# Goal
Beginning with the line where "Question. Locate the green vegetation" appears, repeat every remaining line of the entries exactly, the last line included.

--- BEGIN Raw records ---

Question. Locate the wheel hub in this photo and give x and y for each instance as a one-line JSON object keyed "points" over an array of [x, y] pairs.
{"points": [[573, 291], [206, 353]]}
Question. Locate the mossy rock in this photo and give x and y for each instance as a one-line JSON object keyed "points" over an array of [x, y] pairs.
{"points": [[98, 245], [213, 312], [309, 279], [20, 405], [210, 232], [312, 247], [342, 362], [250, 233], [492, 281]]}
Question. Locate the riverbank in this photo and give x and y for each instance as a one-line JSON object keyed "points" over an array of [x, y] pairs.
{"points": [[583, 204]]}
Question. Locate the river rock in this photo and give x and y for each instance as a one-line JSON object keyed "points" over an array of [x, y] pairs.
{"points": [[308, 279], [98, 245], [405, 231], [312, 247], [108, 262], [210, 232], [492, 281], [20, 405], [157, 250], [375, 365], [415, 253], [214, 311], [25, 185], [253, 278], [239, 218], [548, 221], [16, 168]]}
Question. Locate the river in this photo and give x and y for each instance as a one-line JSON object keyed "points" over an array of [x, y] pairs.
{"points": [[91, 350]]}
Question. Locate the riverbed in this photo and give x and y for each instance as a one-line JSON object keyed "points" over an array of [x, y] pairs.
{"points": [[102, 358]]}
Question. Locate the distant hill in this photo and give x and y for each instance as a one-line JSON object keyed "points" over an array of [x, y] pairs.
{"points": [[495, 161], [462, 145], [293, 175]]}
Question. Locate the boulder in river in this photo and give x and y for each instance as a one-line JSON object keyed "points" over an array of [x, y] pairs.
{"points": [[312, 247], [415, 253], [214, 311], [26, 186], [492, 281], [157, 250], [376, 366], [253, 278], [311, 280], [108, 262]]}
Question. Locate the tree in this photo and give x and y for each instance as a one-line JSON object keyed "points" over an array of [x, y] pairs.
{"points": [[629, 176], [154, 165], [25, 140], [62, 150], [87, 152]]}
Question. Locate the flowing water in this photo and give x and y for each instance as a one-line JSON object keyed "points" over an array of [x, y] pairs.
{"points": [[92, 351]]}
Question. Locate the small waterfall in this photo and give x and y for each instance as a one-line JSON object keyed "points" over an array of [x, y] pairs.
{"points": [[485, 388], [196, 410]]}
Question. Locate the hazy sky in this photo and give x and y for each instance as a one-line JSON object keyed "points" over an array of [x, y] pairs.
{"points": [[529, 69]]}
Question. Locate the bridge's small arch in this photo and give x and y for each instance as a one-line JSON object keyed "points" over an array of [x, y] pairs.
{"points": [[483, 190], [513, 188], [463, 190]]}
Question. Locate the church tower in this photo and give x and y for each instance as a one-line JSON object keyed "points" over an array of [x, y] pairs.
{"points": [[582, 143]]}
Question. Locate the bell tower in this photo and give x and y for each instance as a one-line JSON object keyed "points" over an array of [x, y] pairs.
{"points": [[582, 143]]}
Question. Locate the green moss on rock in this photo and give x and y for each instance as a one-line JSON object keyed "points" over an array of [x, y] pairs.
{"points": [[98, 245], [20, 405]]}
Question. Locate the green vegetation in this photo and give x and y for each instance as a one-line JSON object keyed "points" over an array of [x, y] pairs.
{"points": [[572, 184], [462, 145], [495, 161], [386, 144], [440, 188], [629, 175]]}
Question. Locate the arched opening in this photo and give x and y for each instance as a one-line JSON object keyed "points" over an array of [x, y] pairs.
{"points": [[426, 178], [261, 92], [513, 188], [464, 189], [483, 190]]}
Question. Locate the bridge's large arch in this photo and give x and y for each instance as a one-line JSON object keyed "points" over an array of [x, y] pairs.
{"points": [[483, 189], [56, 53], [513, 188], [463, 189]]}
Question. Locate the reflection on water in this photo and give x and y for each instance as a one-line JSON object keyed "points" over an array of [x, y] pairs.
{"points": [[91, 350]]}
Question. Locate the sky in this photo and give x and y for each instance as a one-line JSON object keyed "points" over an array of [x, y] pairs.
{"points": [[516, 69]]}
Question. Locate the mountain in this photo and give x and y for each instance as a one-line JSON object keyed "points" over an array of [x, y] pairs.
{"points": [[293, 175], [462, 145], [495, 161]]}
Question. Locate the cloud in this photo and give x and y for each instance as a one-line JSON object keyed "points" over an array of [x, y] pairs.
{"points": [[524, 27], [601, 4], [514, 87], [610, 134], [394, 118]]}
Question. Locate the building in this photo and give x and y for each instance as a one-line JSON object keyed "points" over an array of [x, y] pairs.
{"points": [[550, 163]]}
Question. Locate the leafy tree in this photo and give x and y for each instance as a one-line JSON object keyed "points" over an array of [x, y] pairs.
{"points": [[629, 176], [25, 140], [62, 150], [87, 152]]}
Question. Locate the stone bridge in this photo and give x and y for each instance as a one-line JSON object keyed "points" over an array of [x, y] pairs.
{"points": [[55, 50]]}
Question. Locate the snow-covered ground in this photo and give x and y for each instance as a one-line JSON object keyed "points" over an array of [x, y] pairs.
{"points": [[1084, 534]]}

--- END Raw records ---

# Reply to the task
Question. Locate the green vegetation in this photo and give x and y for each instance as a one-line JSON object keyed "points" over an array of [x, y] pairs.
{"points": [[572, 184], [462, 145], [495, 161], [386, 144], [440, 188], [629, 175]]}
Question. Locate the arched opening in this photo and give x and y for each instance as a one-line JSON object keyed "points" over an array of [x, y] pairs.
{"points": [[426, 178], [261, 92], [513, 188], [464, 189], [483, 190]]}
Question. Locate the bridge's large arch in this photo and give x and y for each instance as a one-line JSON object keyed "points" over an array of [x, y] pairs.
{"points": [[483, 189], [56, 53], [513, 188], [463, 189]]}
Question. Locate the reflection on water in this photo and give x and y for each instance as a one-line JSON object keyed "points" over an array of [x, y] pairs.
{"points": [[91, 350]]}
Question. Locate the sky in this photo and give x and y for each instance as a one-line JSON object keyed "points" over an array of [x, y] pairs.
{"points": [[516, 69]]}
Question. Locate the mountain in this photo and give x and y for each instance as a one-line JSON object keyed "points" over an array of [x, y] pairs.
{"points": [[293, 175], [462, 145], [495, 161]]}
Question. Locate the cloud in this photo and give x and y for each instance as a one-line JSON object keyed "points" over an array of [x, y] pairs.
{"points": [[524, 27], [601, 4], [514, 87], [610, 134], [394, 118]]}
Question. Locate the building in this photo and give x and y for each instance as a one-line JSON object keyed "points" over an array of [x, y] pairs.
{"points": [[550, 163]]}
Question. Locate the leafy tree in this photo and give x and y for each instance as a one-line JSON object keyed "points" over an array of [x, y] pairs.
{"points": [[629, 176], [25, 140], [62, 150], [87, 152]]}
Question. Locate the stone bridge in this photo and give x and y for each instance as a one-line JSON object keyed "points" over an array of [x, y] pairs.
{"points": [[55, 50]]}
Question. Locate the snow-covered ground in this photo and give x and y for each instance as a one-line JSON object keyed "points" over an array of [x, y] pairs.
{"points": [[1084, 534]]}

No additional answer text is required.